_EXCERPTED TEXT_
———
Health and social care across Oxford and the Thames Valley is set to receive a boost over the next five years through £9m of research funding.
The National Institute for Health Research (NIHR) funding will be used to tackle some of the biggest issues facing health and social care in the region and to support implementation into practice, so patients can benefit directly.
This investment is part of a £135 million investment announced for 15 NIHR Applied Research Collaborations (ARC) across England.
Each ARC will work with local and national partners to address some of the nation’s most pressing challenges faced by the health and care system over the next five years, including dementia, obesity and mental health.
The Applied Research Collaboration Oxford and Thames Valley (ARC OTV), which will launch in October, will be jointly led by Oxford Health NHS Foundation Trust and the University of Oxford.
Other members of the collaboration include patient groups, charities, NHS trusts, local authorities, and NHS clinical commissioning groups across Buckinghamshire, Oxfordshire and Berkshire, as well as the University of Reading and Oxford Brookes University.
Each partner will add its own resources and expertise, further enhancing the NIHR investment.
The ARC OTV will build upon existing momentum in the region for applied health research, also funded by the NIHR. Successes included:
- Showing how a rare cancer could be caught early using simple blood tests;
- Developing fast and scalable methods for training for NHS physiotherapists in a new, proven and effective treatment for back pain, bringing this treatment to more patients faster and lowering cost to the NHS.
Professor Richard Hobbs, director of ARC OTV and head of the University of Oxford’s Nuffield Department of Primary Care Health Sciences, said:“We are delighted to have been awarded this funding which demonstrates not only the world-class health and care research excellence available in the area but also the openness and willingness of local partners, including patients and the public, to work together from start to finish and begin making real, tangible improvements for patients, the public, and health and care services.”
The funding comes in the wake of the publication, in April, of an NHS, NIHR and the Academic Health Science Networks (AHSNs) survey of national and local level innovation and research needs for the NHS.
———
_INFORMATION PROVIDED_
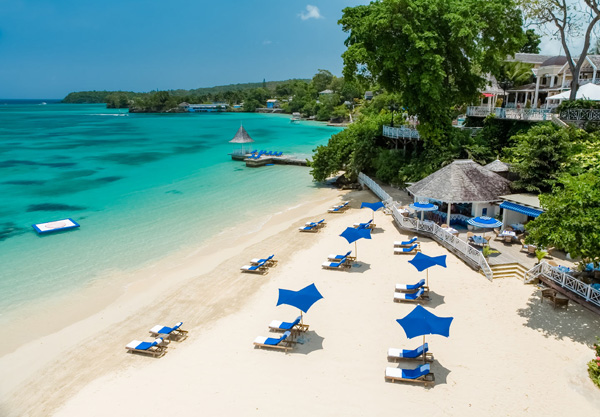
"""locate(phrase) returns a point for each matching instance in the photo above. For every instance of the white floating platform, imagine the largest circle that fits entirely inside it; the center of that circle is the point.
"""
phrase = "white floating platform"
(55, 226)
———
_ACTIVITY LIST_
**A.** Turn the paragraph of the article on Thames Valley research funding that begins "Other members of the collaboration" into a list, keeping all of its members.
**B.** Write the next part of the article on Thames Valley research funding, starting after its last sentence.
The listing has no connection to the article on Thames Valley research funding.

_RESPONSES PER TASK_
**A.**
Other members of the collaboration:
- Patient groups
- Charities
- NHS trusts
- Local authorities
- NHS clinical commissioning groups across Buckinghamshire, Oxfordshire and Berkshire
- University of Reading
- Oxford Brookes University

**B.**
The survey identified key research priorities for Oxford and the Thames Valley, such as mental health and integrating health and social care services, and the ARC OTV will focus on these as well as national priority areas, such as obesity.
Specifically, the ARC OTV will focus on research across five broad themes, each led by world-class academics in their field:
- Disease prevention through behaviour change;
- Patient self-management and the reduction of cardiovascular disease risk;
- Mental health across the life course;
- Community health and social care improvement;
- Applied digital health; and
- Novel Methods to Aid and Evaluate Implementation.
Professor Gary Ford, chief executive of the Oxford Academic Health Science Network (Oxford AHSN), said: “The new ARC will be an important partner in identifying innovations of value and undertaking research in line with the needs of local healthcare systems.”
Prof Chris Whitty, NIHR lead and chief scientific adviser to the Department of Health and Social Care, said: “The unique local collective approach at each NIHR Applied Research Collaboration will support applied health and care research that responds to, and meets, the needs of local patients, and local health and care systems. The network will also be able to tackle health priorities at a national level.
“The 15 new NIHR Applied Research Collaborations will ensure that we grow applied health and care research in every region in England. The additional funding announced today means we will ensure that our world-leading research is turned into real benefits for patients and ensure the NIHR Applied Research Collaborations work together to have national-level impact.”